--- START ---
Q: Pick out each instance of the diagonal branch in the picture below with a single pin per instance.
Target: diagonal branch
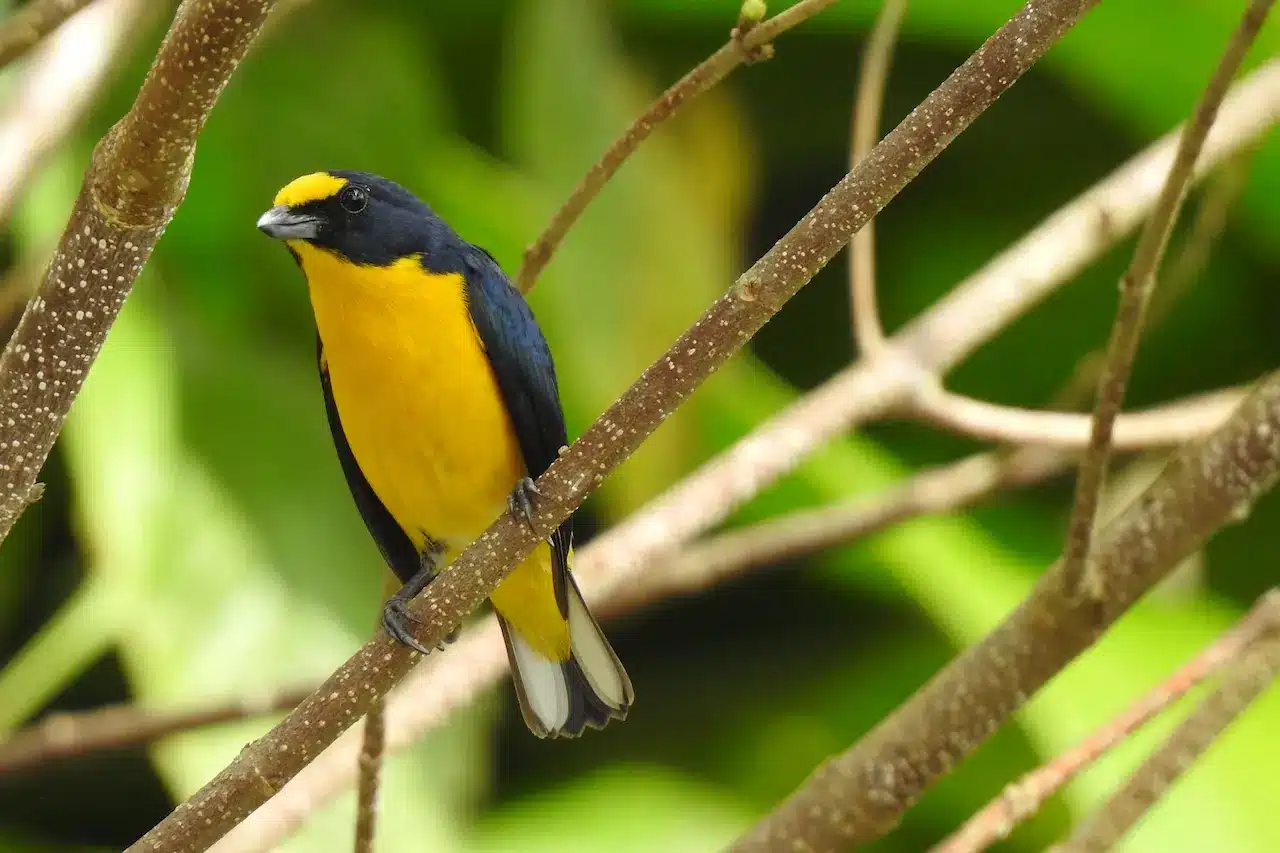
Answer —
(265, 765)
(1023, 798)
(1136, 290)
(872, 78)
(748, 42)
(860, 794)
(136, 181)
(625, 557)
(1257, 666)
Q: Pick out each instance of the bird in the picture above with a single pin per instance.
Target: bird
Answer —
(443, 404)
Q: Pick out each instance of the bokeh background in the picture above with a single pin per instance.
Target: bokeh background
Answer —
(196, 541)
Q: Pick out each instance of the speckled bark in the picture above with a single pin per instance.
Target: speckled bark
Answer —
(860, 794)
(265, 765)
(136, 181)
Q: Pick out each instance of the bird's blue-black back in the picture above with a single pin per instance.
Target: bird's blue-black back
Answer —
(397, 224)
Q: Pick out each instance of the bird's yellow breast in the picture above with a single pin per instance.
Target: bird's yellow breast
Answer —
(415, 393)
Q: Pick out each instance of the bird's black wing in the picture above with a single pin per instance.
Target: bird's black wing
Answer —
(522, 365)
(397, 548)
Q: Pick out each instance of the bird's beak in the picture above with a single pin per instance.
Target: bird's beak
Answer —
(282, 223)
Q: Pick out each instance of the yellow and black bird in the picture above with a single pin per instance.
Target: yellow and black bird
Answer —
(442, 398)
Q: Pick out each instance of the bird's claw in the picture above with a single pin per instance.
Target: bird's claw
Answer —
(520, 502)
(396, 619)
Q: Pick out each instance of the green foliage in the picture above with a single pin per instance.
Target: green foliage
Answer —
(197, 542)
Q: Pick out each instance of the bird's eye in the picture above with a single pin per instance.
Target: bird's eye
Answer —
(353, 199)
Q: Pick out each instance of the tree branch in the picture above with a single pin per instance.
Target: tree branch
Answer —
(877, 58)
(1136, 290)
(741, 48)
(1023, 798)
(860, 794)
(265, 765)
(1166, 425)
(1257, 666)
(627, 556)
(136, 181)
(370, 770)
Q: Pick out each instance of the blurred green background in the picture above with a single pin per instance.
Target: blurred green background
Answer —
(196, 541)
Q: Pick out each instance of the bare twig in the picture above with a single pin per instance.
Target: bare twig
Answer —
(1023, 798)
(136, 181)
(269, 762)
(1256, 667)
(622, 560)
(370, 771)
(24, 28)
(796, 534)
(872, 78)
(741, 48)
(1207, 226)
(59, 83)
(1136, 290)
(1166, 425)
(63, 735)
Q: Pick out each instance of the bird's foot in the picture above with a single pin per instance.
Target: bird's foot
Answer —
(397, 620)
(520, 502)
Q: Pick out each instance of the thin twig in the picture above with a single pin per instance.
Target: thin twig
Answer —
(135, 183)
(860, 794)
(370, 771)
(26, 27)
(1023, 798)
(1136, 290)
(69, 734)
(740, 49)
(1256, 667)
(624, 557)
(1165, 425)
(1221, 192)
(265, 765)
(872, 80)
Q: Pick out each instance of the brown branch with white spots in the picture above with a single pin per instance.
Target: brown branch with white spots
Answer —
(265, 765)
(618, 568)
(1023, 798)
(135, 183)
(872, 78)
(750, 41)
(1136, 288)
(1255, 670)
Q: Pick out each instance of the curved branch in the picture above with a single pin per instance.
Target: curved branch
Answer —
(877, 58)
(1023, 798)
(1244, 680)
(859, 796)
(624, 557)
(1136, 290)
(748, 42)
(136, 181)
(1166, 425)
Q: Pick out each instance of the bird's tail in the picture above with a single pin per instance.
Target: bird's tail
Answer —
(561, 698)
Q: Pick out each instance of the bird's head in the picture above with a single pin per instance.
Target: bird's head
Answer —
(357, 215)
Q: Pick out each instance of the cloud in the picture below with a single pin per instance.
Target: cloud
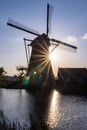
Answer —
(84, 36)
(71, 39)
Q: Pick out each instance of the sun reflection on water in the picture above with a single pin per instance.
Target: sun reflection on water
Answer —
(53, 112)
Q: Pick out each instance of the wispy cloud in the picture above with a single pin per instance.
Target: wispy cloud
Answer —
(84, 36)
(71, 39)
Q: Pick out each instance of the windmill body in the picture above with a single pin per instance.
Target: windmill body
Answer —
(39, 67)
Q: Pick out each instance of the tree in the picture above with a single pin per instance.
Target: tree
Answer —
(2, 73)
(22, 71)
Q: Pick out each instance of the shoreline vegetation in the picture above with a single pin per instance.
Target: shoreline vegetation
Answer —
(69, 86)
(6, 124)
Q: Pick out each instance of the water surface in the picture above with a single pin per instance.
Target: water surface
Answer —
(50, 109)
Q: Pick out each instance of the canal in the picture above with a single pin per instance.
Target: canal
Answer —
(47, 109)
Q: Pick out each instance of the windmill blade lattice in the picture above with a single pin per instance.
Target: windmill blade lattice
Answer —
(22, 27)
(62, 45)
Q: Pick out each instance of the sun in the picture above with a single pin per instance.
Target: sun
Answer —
(53, 57)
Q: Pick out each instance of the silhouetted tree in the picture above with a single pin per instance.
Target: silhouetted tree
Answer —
(22, 71)
(2, 73)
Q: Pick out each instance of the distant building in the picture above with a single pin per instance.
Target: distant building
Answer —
(12, 78)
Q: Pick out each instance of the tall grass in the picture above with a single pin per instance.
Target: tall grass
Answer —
(5, 124)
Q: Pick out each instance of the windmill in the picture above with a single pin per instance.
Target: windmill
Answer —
(39, 68)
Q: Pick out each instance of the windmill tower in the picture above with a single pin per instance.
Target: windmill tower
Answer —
(40, 69)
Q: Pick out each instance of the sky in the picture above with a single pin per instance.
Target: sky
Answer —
(68, 24)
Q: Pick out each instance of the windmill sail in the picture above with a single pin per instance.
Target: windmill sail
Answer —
(62, 45)
(20, 26)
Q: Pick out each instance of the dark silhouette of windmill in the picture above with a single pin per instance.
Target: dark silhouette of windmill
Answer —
(39, 67)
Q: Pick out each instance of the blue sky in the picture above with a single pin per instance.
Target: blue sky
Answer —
(69, 24)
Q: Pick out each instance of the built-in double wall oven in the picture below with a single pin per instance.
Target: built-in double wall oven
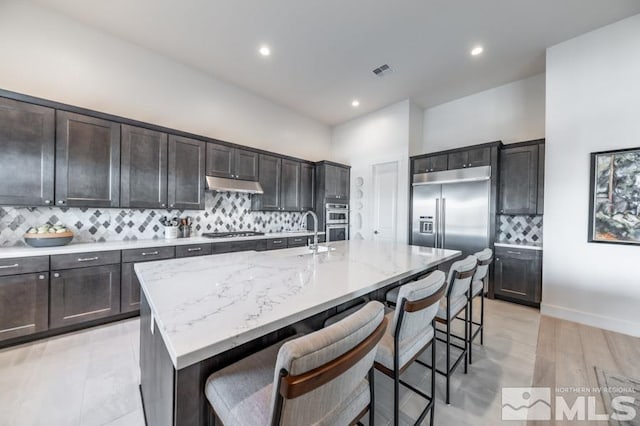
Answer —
(337, 221)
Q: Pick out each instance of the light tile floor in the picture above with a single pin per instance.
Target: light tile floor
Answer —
(91, 377)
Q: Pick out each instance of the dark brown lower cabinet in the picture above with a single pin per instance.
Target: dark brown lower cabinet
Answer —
(518, 275)
(24, 304)
(129, 289)
(84, 294)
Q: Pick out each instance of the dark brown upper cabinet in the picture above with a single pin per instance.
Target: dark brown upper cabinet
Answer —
(290, 187)
(336, 182)
(143, 168)
(186, 177)
(307, 185)
(87, 161)
(434, 163)
(469, 158)
(519, 180)
(270, 179)
(232, 163)
(27, 144)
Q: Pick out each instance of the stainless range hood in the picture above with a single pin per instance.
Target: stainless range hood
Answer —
(233, 185)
--- END ---
WHAT YOU ARE ASKED TO DO: Using the records above, retype everything exactly except the pictures.

ANSWER SECTION:
Q: Pick out each instance of the diagonal branch in the picture below with a single pin per instance.
Target: diagonal branch
Answer —
(265, 765)
(1023, 798)
(1136, 290)
(872, 78)
(748, 42)
(860, 794)
(136, 181)
(625, 557)
(1257, 666)
Q: Pick out each instance of the bird in the picture above with a single pin per instance.
Target: bird
Answer —
(443, 404)
Q: Pick out each instance of the bokeh background in the picture above with a single pin per instance.
Target: bokeh background
Answer —
(196, 541)
Q: Pick out each instance of the speckled bark in the picture above with a single pin per instance.
Target: speckled bark
Answer —
(860, 794)
(265, 765)
(136, 181)
Q: Pick out each instance of the bird's blue-black back in the picture above with a single pin per instance.
Target: bird's blue-black back
Answer —
(397, 224)
Q: Pick out each instance of the bird's yellow breast in the picture above with a single pin per instance.
Target: bird's yellow breast
Answer —
(415, 393)
Q: Pick out each instance of the bird's black wing in the picture above with a single pin per instance.
Target: bird's black wing
Answer —
(522, 365)
(397, 548)
Q: Pick out each instance of the bird's beak in the picture above with a single pin per instance.
Target: bird's beak
Answer —
(282, 223)
Q: Pick out each instance of the yellow and black bird in the picture above with a single pin per instance.
Target: yellow and black bird
Answer —
(442, 398)
Q: Pick out each instance of the bird's claw in the picture above with a single pin per instance.
Target: bird's claw
Answer —
(520, 502)
(396, 619)
Q: Pick out each instance of the green foliage in the picture above with a single pin per instance.
Target: green foliage
Answer —
(197, 542)
Q: Pick out each instance of the bird's eye in the picture above with a single pin per instance.
Target: bird's eye
Answer —
(353, 199)
Q: Pick out each instance of the tree branch in the picture above with a single pin per instance.
Target: tree branch
Answer —
(877, 58)
(1136, 290)
(741, 48)
(1023, 798)
(860, 794)
(265, 765)
(1166, 425)
(1257, 666)
(627, 556)
(136, 181)
(370, 770)
Q: Pick out each instance of the blurred green background in the picture above with a single pin per instance.
Target: blurred green background
Answer —
(196, 541)
Q: Pick out each instance of the bare twig in the picture above with a single pin per instance.
Target: bare twig
Answer —
(1023, 798)
(136, 181)
(269, 762)
(1256, 667)
(622, 560)
(370, 771)
(24, 28)
(796, 534)
(872, 78)
(741, 48)
(1207, 226)
(59, 83)
(1136, 290)
(1166, 425)
(63, 735)
Q: Pick out each instance of the bird's foot in the picture above with a single pin per instance.
Target: bird's foot
Answer —
(397, 620)
(520, 502)
Q: Pick out each instance of the thin twig in the picture above with a single pin per instance.
Target: thin twig
Answer —
(135, 183)
(860, 794)
(370, 771)
(26, 27)
(1023, 798)
(1136, 290)
(69, 734)
(740, 49)
(1256, 667)
(624, 557)
(1165, 425)
(1221, 192)
(265, 765)
(872, 80)
Q: Pick out each instance of the brown branch with white spots in the picture above with a single pin per instance.
Target: brown branch with white spots
Answer —
(265, 765)
(618, 568)
(1023, 798)
(135, 183)
(872, 78)
(750, 41)
(1136, 288)
(1255, 670)
Q: Pick out each instance of the curved branch in the picture above with a single pin per instance.
Target: curved branch
Answer —
(877, 58)
(1023, 798)
(1244, 680)
(859, 796)
(624, 557)
(1136, 290)
(748, 42)
(136, 181)
(1166, 425)
Q: Pick out each instance of the bird's tail in the picture above with a single pin per instance.
Target: bird's tail
Answer —
(561, 698)
Q: Pick out each instance of the bird's head in the picture above with a single pin per instance.
Target: bird's head
Answer —
(357, 215)
Q: Pick out each instance of the cloud in the picture below with a single pin per instance.
Target: cloud
Answer —
(84, 36)
(71, 39)
Q: Pick out each instance of the sun reflection on water in the picture above with a single pin per instance.
Target: sun reflection on water
Answer —
(53, 112)
Q: Pick out each instance of the wispy cloud in the picture above with a single pin per instance.
Target: wispy cloud
Answer —
(84, 36)
(71, 39)
Q: Pick out each instance of the windmill body in the picture above with a single pin per instance.
Target: windmill body
Answer —
(39, 67)
Q: Pick out each instance of the tree in the picture above with a single pin per instance.
Target: tree
Answer —
(2, 73)
(22, 71)
Q: Pick out each instance of the shoreline vegetation in the picture above with a single pin per instance.
Target: shoreline vegetation
Answer —
(69, 86)
(6, 124)
Q: Pick out each instance of the water surface in the picture above with a single pin per instance.
Target: water surface
Answer —
(50, 109)
Q: Pick out each instance of the canal in the picture above with a single pin per instance.
Target: canal
Answer —
(47, 109)
Q: Pick out each instance of the windmill blade lattice in the picture above with a single pin per instance.
Target: windmill blade lattice
Answer —
(22, 27)
(62, 45)
Q: Pick out each instance of the sun in the picture above with a single pin per instance.
Target: sun
Answer —
(53, 57)
Q: Pick out each instance of the silhouetted tree in the picture above with a single pin per instance.
Target: silhouetted tree
Answer —
(22, 71)
(2, 73)
Q: Pick out each instance of the distant building in the picture above with a single pin per instance.
Target: distant building
Answer —
(12, 78)
Q: Pick out each instance of the tall grass in the picture above with a single pin per instance.
Target: tall grass
Answer —
(5, 124)
Q: Pick out each instance of the windmill in the picture above with a single pin per instance.
Target: windmill
Answer —
(39, 68)
Q: Pick out each instance of the windmill tower in the picture above with a single pin per instance.
Target: windmill tower
Answer —
(40, 69)
Q: Pick out each instance of the sky in the picture above with a single pin per instance.
Target: sky
Answer —
(68, 24)
Q: Pick out each instance of the windmill sail in the picture above with a single pin per instance.
Target: windmill sail
Answer —
(62, 45)
(20, 26)
Q: Pick out each instance of the dark silhouette of windmill in the picture above with a single pin per instance.
Target: dark silhouette of windmill
Answer —
(39, 67)
Q: Pick out each instance of the blue sky in the picture above with a single pin per instance.
Target: blue sky
Answer —
(69, 24)
Q: Pick out each instance of the built-in double wall oven in the picture below with a single pin per instance.
Target: built-in double wall oven
Answer —
(337, 221)
Q: Pick out each instance of the light tile floor in the picture above with a single pin per instance.
Target: light tile floor
Answer —
(91, 377)
Q: Pick out each instance of the dark brown lower cabinet in the picture above with a single pin per instance.
Target: dark brown lower cabinet
Answer —
(518, 275)
(24, 304)
(129, 289)
(84, 294)
Q: Pick out each instance of the dark brown upper cabinet in the picture above with a single pin per instance.
Target: dark brown upper cabinet
Answer —
(290, 187)
(336, 182)
(143, 168)
(186, 177)
(307, 185)
(87, 161)
(434, 163)
(469, 158)
(519, 180)
(270, 179)
(232, 163)
(27, 144)
Q: Pick out each instance of the stainless range hood in the picture above with a single pin per instance.
Target: stainless range hood
Answer —
(233, 185)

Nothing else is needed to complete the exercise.